● **EXERCISE INSTRUCTIONS**
Gather every line in the records below that contains the string "left" and copy each such line in full.

::::::

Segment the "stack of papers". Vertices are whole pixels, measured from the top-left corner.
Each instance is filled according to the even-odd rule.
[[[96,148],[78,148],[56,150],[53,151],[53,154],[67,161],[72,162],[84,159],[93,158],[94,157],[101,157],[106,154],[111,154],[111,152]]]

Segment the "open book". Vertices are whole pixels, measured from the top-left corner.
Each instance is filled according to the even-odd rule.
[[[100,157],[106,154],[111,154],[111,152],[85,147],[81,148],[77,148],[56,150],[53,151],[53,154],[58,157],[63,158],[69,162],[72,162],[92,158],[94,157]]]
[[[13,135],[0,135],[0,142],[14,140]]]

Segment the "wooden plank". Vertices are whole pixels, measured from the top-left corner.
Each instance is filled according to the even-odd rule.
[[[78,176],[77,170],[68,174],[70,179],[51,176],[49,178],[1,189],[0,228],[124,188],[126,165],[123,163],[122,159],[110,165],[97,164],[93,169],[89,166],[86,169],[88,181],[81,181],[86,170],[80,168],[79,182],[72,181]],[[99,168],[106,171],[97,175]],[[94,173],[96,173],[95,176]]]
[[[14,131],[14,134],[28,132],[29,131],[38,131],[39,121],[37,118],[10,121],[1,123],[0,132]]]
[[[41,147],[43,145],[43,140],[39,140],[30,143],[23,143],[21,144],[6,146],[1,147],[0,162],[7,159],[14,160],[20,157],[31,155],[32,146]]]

::::::

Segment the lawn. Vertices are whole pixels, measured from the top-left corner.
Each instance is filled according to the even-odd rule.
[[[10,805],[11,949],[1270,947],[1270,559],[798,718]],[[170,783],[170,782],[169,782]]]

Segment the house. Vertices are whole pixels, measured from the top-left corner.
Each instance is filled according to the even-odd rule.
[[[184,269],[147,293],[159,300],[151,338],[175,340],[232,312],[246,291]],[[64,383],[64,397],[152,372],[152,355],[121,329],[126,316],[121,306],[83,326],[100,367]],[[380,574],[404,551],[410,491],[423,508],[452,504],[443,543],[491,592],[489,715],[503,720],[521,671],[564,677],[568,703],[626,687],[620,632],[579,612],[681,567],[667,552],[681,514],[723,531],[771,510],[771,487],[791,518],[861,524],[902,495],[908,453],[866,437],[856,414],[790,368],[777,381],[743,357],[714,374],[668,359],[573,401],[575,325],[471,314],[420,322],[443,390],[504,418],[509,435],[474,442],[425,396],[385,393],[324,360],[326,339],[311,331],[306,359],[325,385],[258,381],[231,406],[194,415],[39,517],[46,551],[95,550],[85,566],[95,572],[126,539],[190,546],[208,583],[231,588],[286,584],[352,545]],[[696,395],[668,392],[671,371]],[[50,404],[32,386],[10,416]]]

::::::

● **PROBLEM SOLUTION**
Segment the "stack of papers". Vertices are whole pixels, measured from the top-left corner.
Segment the "open book". Vertices are whole pixels, measured from the top-left corner.
Segment the "wooden plank". Vertices are whole pixels, measured from the top-left corner.
Segment the lawn. Vertices are whole pixels, measured from the top-left corner.
Segment the house. Vertices are whole pixels, measured from the top-left corner.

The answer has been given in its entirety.